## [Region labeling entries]
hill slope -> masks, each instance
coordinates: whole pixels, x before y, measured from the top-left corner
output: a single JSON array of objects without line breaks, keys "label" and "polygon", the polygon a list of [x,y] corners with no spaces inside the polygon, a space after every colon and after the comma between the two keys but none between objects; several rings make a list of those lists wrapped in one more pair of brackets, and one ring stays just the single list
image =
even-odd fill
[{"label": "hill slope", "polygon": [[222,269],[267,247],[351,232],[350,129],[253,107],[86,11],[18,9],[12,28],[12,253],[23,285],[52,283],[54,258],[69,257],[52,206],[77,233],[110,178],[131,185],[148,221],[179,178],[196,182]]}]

* * *

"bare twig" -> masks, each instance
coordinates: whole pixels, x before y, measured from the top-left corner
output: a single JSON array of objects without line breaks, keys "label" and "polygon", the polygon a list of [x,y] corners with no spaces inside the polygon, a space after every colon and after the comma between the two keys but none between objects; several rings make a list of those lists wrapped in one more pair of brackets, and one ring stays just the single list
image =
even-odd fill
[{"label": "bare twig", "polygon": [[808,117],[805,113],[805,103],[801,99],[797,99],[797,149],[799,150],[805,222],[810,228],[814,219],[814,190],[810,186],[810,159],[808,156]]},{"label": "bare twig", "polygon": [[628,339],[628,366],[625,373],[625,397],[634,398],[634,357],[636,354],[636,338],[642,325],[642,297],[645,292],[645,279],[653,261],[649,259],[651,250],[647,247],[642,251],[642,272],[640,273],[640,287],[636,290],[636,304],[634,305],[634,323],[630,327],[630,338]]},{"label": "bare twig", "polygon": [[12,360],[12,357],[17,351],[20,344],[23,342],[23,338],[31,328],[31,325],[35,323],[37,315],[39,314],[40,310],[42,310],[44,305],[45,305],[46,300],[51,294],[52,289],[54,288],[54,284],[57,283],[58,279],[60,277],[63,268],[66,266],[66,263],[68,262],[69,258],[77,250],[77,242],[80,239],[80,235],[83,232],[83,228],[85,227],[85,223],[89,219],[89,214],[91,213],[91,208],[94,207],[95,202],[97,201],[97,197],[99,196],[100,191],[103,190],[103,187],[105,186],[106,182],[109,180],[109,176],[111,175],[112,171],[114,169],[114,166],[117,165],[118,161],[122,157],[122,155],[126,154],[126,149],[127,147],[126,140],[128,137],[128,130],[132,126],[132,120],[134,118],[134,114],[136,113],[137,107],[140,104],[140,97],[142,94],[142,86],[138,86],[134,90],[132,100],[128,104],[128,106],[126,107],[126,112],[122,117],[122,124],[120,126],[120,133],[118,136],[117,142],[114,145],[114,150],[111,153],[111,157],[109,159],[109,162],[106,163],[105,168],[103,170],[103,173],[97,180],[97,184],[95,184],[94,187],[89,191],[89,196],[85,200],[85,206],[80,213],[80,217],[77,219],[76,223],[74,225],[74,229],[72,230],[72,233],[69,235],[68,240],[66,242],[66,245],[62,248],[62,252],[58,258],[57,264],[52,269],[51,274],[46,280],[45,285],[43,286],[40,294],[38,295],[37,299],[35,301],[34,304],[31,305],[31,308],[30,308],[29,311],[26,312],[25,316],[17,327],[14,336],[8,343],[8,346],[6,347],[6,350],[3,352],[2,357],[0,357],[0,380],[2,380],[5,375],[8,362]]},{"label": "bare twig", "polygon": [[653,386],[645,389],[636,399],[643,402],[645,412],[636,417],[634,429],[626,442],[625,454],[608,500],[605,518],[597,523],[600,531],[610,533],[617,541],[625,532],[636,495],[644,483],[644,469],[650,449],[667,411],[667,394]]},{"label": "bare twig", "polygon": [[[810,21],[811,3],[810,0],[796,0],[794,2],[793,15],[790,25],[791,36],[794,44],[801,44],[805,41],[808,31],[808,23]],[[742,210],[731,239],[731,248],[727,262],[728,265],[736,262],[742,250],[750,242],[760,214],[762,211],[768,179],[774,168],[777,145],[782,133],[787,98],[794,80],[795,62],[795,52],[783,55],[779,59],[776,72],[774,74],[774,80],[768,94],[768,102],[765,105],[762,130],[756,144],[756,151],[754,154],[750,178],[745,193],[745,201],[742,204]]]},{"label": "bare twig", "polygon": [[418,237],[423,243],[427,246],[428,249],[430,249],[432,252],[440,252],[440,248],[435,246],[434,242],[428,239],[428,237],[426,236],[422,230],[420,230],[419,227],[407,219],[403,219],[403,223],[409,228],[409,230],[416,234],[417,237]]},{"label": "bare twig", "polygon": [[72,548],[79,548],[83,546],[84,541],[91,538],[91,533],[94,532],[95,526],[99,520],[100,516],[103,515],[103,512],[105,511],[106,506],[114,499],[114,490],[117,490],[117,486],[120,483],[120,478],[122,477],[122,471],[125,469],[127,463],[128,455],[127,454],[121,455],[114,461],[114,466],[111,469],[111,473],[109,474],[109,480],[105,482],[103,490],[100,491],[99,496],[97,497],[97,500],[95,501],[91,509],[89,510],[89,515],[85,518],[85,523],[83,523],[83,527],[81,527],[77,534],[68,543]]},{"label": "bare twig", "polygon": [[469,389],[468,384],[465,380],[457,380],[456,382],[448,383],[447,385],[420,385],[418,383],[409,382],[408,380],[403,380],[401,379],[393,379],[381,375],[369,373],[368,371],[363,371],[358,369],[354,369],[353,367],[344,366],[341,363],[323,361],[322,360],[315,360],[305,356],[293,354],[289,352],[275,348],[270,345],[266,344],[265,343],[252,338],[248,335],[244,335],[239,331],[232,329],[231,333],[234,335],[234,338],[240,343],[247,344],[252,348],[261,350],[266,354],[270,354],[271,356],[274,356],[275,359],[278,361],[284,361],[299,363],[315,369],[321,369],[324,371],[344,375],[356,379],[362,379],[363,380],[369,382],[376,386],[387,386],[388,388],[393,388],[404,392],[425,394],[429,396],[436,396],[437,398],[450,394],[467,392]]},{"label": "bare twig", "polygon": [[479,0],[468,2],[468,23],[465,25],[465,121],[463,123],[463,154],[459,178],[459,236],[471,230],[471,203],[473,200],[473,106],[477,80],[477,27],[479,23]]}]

## [Prompt]
Show, copied in full, every line of the entries above that contains the word "masks".

## [Finished task]
hill slope -> masks, each instance
"bare twig" -> masks, each instance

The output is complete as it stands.